== Text block ==
•••

Saturday, April 13, 2024

Education leaders write to Conservative MPs on school funding crisis

AN open letter to Conservative MPs about the school & college funding crisis
ahead of this week’s leadership elections.

Dear colleagues,

We write as leaders of national education organisations across the UK. Between us we
represent and support the vast majority of leaders, teachers, governors, trustees, parents and
support staff in our schools and colleges.

As Conservative MPs you have an important responsibility over the coming days – to elect our
future Prime Minister.

In 2019, the Conservative Party made a manifesto commitment to restore real-terms funding
for schools to 2010-levels. Instead, current forecasts predict a £2bn shortfall by 2024. This
desperate situation will become even worse should further cuts be imposed by the Treasury
following the October 31st statement.

We urge you to stand behind your party’s 2019 manifesto commitment by seeking the
assurance of leadership candidates to deliver on your pledge to restore school and college
funding to 2010-levels, should they become leader.

A funding shortfall of this scale cannot be absorbed by schools and colleges without severely
impacting the quality of education. Put simply, they will not be able to afford to continue to
provide the education that pupils and students deserve.

•••

== Problem to solve ==
Answer these questions about the open letter on school funding:
1. What funding commitment did the Conservative Party make in its 2019 manifesto?
2. What shortfall do current forecasts predict by 2024?
3. Following which Treasury statement could further cuts be imposed?

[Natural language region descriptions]
•••

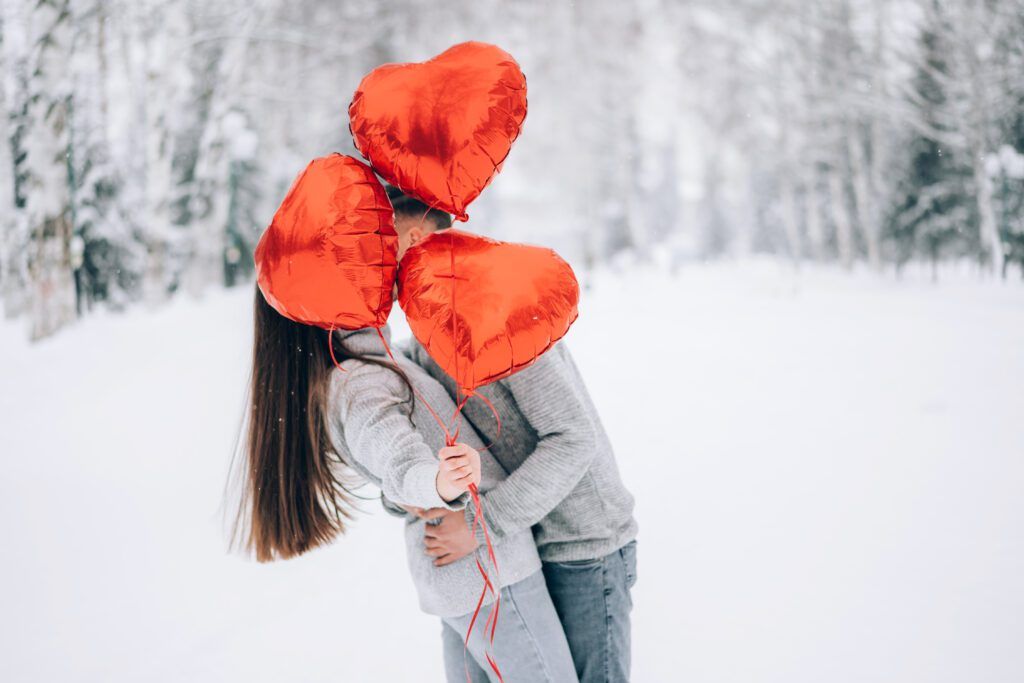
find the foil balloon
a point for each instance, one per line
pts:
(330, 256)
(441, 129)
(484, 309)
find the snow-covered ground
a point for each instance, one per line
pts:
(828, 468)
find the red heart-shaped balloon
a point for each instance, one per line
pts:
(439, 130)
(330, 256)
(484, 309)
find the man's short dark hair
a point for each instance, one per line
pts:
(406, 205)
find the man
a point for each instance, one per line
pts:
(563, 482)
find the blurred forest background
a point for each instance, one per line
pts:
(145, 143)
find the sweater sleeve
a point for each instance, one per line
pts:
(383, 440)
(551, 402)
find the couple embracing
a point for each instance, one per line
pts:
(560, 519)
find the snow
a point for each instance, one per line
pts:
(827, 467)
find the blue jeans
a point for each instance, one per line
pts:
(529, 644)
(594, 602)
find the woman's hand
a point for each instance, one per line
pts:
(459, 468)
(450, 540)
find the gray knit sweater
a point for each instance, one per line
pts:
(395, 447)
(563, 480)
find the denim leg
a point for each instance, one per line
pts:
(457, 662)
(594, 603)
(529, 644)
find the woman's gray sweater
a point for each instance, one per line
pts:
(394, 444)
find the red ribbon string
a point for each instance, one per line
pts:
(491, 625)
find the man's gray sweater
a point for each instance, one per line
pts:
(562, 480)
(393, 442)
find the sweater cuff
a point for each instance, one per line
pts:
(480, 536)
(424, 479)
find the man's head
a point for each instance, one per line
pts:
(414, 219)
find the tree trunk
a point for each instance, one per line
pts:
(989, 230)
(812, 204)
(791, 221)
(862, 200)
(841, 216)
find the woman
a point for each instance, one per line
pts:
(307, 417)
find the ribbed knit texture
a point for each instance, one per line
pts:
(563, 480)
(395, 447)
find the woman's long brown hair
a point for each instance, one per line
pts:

•••

== Solution to this exercise ==
1. To restore real-terms funding for schools to 2010 levels.
2. A £2bn shortfall.
3. The October 31st statement.